→ **Given exercise 1**
From the passage on dressing for the office, list the pieces of clothing the writer stocked up on during the first job out of college.
→ **Given exercise 2**
Write a continuation of the passage on dressing for the office, starting after its last sentence.

One of the worst parts about going into an office again is trying to dress like a grown-up.

My current office isn’t one with a terribly strict dress code—jeans can be worn any day as long as they’re not worn every day, and sartorial eccentricities are tolerated wordlessly—but it sure isn’t working from my bedroom in Brooklyn. Which means a certain degree of Trying To Look Appropriate is still required.

During my first job out of college, working as as admin assistant/proposal editor for a big science research firm, I loaded up on striped button-downs, wide-legged trousers, tweed skirts and sensible cardigans from Old Navy and second-hand stores. I thought I looked “professional.” Until one day it occurred to me I just looked boring. Frumpy.

I looked like a secretary in Ohio who shopped at Old Navy.

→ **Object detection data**
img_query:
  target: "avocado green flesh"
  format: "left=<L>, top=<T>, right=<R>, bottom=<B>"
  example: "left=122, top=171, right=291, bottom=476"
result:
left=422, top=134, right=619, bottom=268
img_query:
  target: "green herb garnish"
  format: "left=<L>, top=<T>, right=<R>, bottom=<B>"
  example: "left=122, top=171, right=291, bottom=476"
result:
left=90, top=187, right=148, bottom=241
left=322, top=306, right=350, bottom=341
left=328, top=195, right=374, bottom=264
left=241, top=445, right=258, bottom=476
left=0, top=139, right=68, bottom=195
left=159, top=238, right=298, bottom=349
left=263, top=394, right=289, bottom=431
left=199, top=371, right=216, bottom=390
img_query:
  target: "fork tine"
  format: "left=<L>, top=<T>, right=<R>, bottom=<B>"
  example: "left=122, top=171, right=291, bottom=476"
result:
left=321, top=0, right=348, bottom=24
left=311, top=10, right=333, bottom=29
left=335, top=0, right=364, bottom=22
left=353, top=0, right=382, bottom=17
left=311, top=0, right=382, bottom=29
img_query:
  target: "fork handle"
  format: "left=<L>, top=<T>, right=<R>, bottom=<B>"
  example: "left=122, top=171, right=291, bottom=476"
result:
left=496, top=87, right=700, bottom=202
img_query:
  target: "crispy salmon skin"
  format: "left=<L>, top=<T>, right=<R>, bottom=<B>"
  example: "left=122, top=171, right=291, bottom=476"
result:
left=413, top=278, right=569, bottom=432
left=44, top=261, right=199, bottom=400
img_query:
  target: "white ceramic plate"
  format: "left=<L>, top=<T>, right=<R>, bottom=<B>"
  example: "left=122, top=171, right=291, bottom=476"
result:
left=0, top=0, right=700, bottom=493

→ **Written answer 1**
- Striped button-downs
- Wide-legged trousers
- Tweed skirts
- Sensible cardigans

→ **Written answer 2**
Edie Sedgewick

So I vowed, from then on, never to attempt to look like a Getty Images version of an office worker again. Instead, I would try to translate my natural style—which tends toward extra-in-Jesus-Christ-Superstar (the film) meets Edie Sedgewick meets a kindergartner—into an office-friendly version of itself. And yet, at this, I often (read: mostly) fail miserably. Take today, for instance:

I seem to be wearing a pair of tight, flared, bubble-gum pink pants (Express by way of the thrift store), a brown t-shirt, a short-sleeved tan windbreaker, cowboy boots and large rainbow-beaded hoop earrings.

I realize that the way I talk about my office-clothing choices completely removes any personal agency from them, but that is how it feels. One minute I’m in pajamas, one minute I’m in a towel, one minute I’m in a pleated seer-sucker mini-skirt with black tights, a peasant blouse and a blazer. Much like boyfriends, or finishing an entire bottle of Malbec, these things just happen.

The upside, I guess, is that no one will ever confuse me for a Hill staffer.

And sometimes homeless folk compliment my shoes.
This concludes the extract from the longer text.